- [WORK TASK]: A line below contains "box: [0, 117, 320, 240]", and a later one contains "negative clicks: (231, 142)". Repeat both, with every line between them, exactly.

- [EXERCISE DATA]:

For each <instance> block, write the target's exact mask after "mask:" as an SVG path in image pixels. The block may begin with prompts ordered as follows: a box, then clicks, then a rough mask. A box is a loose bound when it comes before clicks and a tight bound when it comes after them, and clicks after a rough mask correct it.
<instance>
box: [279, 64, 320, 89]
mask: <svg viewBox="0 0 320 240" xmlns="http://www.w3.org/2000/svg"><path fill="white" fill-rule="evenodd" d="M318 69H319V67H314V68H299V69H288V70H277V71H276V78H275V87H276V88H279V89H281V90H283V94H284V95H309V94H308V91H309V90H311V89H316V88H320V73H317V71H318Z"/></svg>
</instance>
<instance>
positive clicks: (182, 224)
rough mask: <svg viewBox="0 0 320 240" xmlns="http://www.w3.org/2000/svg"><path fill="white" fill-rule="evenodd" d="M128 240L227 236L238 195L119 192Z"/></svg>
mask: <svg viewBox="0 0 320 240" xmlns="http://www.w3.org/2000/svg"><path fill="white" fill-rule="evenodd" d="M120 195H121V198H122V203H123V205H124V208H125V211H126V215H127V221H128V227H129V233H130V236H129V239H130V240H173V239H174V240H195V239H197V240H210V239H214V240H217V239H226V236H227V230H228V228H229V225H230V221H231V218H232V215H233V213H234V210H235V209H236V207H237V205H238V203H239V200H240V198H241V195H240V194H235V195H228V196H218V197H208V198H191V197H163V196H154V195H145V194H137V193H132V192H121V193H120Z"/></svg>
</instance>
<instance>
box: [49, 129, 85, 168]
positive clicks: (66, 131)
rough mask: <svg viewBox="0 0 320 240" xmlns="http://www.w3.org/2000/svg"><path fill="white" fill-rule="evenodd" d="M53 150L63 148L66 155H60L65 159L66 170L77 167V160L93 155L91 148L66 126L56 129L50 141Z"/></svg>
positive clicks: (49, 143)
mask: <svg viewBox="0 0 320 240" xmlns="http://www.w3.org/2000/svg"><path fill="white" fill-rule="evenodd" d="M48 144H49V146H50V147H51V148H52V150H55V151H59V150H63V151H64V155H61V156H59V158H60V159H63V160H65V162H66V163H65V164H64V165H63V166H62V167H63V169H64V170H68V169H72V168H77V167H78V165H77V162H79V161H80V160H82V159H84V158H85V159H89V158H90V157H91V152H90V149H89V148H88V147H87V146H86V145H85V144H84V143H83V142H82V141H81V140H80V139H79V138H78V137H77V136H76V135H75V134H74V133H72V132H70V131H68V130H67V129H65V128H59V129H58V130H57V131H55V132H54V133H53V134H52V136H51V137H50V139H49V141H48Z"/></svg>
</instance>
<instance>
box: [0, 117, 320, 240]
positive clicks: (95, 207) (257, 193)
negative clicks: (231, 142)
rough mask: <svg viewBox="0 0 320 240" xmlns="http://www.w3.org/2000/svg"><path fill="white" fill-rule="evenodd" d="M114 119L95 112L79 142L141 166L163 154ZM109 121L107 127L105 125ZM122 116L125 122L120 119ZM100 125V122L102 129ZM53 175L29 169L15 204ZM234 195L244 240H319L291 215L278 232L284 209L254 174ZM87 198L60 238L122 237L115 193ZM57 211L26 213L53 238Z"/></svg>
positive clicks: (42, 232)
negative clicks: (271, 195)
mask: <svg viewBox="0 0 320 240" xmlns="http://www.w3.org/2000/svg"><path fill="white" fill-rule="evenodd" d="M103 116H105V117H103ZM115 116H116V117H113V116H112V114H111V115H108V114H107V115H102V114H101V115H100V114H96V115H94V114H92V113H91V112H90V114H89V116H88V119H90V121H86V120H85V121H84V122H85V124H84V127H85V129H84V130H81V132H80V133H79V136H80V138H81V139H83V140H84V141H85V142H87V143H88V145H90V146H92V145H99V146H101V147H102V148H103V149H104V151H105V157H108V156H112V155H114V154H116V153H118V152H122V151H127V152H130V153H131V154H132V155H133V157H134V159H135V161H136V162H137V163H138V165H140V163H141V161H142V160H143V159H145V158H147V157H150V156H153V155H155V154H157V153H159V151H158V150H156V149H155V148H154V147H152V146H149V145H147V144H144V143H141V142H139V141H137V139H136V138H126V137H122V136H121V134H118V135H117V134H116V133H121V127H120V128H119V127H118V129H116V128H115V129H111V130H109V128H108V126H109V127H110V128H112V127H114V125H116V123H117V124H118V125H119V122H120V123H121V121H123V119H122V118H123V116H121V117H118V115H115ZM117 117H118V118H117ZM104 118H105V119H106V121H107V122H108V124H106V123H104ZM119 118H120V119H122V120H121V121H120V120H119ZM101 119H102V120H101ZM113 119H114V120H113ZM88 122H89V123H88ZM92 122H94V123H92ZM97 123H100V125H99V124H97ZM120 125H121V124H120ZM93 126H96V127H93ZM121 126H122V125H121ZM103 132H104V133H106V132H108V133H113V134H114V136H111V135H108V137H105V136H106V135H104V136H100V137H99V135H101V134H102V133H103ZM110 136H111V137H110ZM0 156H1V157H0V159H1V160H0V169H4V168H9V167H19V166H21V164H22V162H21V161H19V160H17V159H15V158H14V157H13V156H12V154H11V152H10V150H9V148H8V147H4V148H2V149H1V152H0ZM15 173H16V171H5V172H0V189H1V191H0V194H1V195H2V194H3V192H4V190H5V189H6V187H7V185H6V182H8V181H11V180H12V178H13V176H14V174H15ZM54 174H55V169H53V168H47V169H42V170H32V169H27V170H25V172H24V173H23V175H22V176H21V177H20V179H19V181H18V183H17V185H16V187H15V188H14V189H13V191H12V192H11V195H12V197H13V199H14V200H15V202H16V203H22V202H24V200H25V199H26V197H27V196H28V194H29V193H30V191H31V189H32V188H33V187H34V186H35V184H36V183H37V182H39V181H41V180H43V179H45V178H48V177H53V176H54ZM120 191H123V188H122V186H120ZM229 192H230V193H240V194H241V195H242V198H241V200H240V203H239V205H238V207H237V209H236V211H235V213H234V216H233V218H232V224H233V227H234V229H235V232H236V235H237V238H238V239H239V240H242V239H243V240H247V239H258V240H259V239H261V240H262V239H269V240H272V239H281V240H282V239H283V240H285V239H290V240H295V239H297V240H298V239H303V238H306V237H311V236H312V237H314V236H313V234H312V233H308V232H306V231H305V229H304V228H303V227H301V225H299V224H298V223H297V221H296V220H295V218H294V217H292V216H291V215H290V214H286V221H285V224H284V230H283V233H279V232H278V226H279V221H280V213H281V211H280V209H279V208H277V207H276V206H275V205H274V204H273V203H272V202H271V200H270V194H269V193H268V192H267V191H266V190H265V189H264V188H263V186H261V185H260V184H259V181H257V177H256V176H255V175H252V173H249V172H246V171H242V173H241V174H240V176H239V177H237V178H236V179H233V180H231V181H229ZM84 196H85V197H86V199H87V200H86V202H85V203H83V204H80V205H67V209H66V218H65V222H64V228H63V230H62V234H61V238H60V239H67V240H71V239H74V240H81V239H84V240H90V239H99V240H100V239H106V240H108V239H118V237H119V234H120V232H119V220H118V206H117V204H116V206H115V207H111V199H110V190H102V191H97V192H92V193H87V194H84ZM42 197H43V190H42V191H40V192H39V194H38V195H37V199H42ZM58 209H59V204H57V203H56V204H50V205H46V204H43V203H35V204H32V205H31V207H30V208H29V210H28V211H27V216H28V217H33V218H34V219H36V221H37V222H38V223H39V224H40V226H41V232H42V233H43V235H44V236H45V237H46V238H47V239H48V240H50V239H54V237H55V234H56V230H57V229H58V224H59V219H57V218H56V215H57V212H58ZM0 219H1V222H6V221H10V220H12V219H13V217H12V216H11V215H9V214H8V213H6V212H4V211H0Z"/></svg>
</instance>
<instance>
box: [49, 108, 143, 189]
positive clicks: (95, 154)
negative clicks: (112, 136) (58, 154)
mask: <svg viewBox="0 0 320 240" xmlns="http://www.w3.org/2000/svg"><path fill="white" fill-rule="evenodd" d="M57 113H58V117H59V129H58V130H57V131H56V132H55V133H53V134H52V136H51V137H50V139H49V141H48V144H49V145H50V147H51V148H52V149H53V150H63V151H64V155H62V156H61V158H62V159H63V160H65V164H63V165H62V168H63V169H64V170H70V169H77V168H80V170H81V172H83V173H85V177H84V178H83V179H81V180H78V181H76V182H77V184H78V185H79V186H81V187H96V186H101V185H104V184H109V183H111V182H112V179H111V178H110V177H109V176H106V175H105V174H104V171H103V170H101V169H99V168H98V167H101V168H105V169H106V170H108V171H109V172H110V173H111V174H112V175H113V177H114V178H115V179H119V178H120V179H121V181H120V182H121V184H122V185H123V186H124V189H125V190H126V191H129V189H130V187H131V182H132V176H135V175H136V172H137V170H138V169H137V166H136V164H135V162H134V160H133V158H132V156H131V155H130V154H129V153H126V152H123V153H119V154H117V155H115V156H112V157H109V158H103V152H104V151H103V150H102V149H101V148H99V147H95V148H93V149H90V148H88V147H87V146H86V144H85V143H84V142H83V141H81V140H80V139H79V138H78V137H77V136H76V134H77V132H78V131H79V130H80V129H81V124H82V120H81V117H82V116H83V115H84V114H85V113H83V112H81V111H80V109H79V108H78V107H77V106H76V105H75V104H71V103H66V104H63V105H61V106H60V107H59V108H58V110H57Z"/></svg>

- [SOLVED PROBLEM]:
box: [0, 117, 320, 240]
positive clicks: (95, 207) (257, 193)
negative clicks: (231, 142)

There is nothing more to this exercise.